──────── Provided material ────────
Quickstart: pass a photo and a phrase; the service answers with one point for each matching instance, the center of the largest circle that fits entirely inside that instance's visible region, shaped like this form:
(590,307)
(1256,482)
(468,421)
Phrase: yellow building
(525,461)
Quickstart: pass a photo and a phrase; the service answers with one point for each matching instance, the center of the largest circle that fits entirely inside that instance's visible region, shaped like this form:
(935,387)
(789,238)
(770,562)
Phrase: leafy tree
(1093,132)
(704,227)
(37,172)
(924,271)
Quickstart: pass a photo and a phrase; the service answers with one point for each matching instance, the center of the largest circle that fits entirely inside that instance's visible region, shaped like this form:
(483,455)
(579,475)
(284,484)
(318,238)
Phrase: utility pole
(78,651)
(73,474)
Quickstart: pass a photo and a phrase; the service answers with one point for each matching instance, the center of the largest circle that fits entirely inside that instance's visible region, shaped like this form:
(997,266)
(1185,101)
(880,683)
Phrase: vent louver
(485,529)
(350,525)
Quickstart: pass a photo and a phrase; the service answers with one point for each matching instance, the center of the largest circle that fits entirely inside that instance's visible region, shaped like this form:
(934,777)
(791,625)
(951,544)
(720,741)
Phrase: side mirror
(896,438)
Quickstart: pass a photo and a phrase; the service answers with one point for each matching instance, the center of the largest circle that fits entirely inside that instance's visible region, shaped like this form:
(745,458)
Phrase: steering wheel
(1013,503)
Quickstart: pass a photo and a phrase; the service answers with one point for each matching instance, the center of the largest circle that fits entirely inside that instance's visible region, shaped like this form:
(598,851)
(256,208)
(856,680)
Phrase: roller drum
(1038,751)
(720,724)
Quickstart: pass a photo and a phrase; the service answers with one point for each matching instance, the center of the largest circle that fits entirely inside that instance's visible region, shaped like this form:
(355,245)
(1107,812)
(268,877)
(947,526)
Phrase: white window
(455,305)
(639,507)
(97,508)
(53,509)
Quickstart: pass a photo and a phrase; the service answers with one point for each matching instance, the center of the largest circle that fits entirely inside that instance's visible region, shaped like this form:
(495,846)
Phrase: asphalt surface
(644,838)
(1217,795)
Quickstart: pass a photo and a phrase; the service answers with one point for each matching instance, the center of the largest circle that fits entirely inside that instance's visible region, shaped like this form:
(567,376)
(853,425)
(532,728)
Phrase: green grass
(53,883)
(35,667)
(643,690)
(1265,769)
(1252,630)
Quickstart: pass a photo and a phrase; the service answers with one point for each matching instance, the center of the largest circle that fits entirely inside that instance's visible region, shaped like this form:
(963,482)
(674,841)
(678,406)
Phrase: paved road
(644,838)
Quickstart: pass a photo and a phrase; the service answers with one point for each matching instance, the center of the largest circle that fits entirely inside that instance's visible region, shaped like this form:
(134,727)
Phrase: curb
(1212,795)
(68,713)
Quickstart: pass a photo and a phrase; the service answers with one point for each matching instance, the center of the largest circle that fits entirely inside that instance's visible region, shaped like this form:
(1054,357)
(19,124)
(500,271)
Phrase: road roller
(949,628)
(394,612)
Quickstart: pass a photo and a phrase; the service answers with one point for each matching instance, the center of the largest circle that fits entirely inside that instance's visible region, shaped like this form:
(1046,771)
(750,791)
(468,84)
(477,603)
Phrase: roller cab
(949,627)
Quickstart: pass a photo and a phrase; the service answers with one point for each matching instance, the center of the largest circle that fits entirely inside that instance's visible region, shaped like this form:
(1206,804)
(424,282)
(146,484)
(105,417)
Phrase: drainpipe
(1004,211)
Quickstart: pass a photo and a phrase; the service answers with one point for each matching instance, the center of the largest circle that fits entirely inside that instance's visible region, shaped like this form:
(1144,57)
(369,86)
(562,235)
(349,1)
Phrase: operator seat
────────
> _The problem_: Your response must repeat the entries above exactly, in full.

> _Reply_:
Quickstart: pass a photo and a phrase; the service answers with one point for each matching instance, the center of the largest circle that fits entirely inside that instance's visible region, shaped like this form:
(590,307)
(1256,482)
(468,421)
Phrase: yellow building
(525,461)
Quickstart: pass a photo and a phrase; the service answers with one point for each matching instance, the center of the largest circle that fits entirely inside that instance's visible region, shaped like this form:
(935,387)
(789,238)
(770,562)
Phrase: leafy tree
(1093,132)
(704,227)
(37,172)
(924,271)
Quickstart: pass a photo and a phrase; the service answers with one point for each matching instance, the center of the largest circle that fits entirely inside that instance's visible region, shaped like this form:
(483,455)
(579,475)
(284,484)
(318,238)
Phrase: utility pole
(78,651)
(73,474)
Quickstart: pass a photo and a phrase; the service answers with one point for each matching instance, the center of the largest circle that fits entirely inside that instance's visible region, shaped like this form:
(997,266)
(1185,101)
(880,683)
Phrase: vent louver
(485,529)
(350,525)
Quickstart: pass a photo and a phrase; the service answers with one point for each matching instance, the center of the largest circle that fits entirely inside that instance's visible region, shaped like this form:
(934,777)
(791,625)
(951,544)
(720,741)
Phrase: side mirror
(896,438)
Quickstart: pass a photo and a phrase; the service answers with one point for each matching instance, the center of the largest circle that fits entirely inside that instance's visible region, shaped like this form:
(745,458)
Phrase: steering wheel
(1013,503)
Quickstart: pass a photo and a phrase; the service answers with one point for each matching instance, the center of the largest circle that fits entirely inside that instance's visible region, shaped like this form:
(598,851)
(256,208)
(856,680)
Phrase: roller drum
(1038,751)
(720,724)
Quickstart: pass a photo and a phrase; the service answers with one point for each matching instance, the center of the largest circle that fits entirely inside that instance's visible region, shaped like this form:
(355,245)
(1107,812)
(268,877)
(947,526)
Phrase: white window
(455,305)
(639,507)
(97,508)
(53,509)
Quickstart: pass a photo and a phrase; the service answers with one point for each matching instance, the center of the largest circle that fits entirely inside that instance's visible region, shaped like this form:
(495,846)
Phrase: asphalt surface
(644,838)
(1217,795)
Quickstart: pass a photo and a phrase; the service answers with one point for each matching instance, the center of the largest circle that fits entirely inside that instance's visible region, shaped like this form:
(567,376)
(853,425)
(532,728)
Phrase: green grass
(53,883)
(35,667)
(643,690)
(1265,769)
(1252,630)
Quickstart: pass a photo and a phrase; the service answers with one point for each matching instance, the center of the largest circle that fits entirely inside that instance's visible region, shaped like this form:
(963,482)
(674,841)
(678,406)
Phrase: paved road
(644,838)
Quickstart: pass a photo and a phrase; the service answers with one point for each matching instance, the center of the largest circle that fits entirely inside that instance's visible region, shaped like this form:
(134,727)
Phrase: curb
(1212,795)
(68,713)
Quickstart: pass a photo and a phrase; the service answers with one point for each matching instance, the center of the largest circle that fits entirely inside that instance's visible region, shaped like this form:
(1054,357)
(19,124)
(500,271)
Phrase: road roller
(949,628)
(394,612)
Quickstart: pass a photo and a phrase; the service answers with one point for each matching instance, the center of the largest circle that fits entirely inside that instance's visible region, shaped like this form:
(1046,771)
(750,791)
(468,84)
(477,603)
Phrase: roller cab
(949,627)
Quickstart: pass a photo and a phrase; the service answers with one point for each matching instance, the center of the largest circle that fits entirely inside that instance's visible region, shaped like this form:
(1206,804)
(424,282)
(146,484)
(105,417)
Phrase: drainpipe
(1004,211)
Quickstart: pass a photo and a phrase; the service answers with one point for each matching instance, the center of the largest circle that fits entirely inside that instance's visible region, shaped like this form:
(1144,57)
(369,86)
(562,235)
(349,1)
Phrase: operator seat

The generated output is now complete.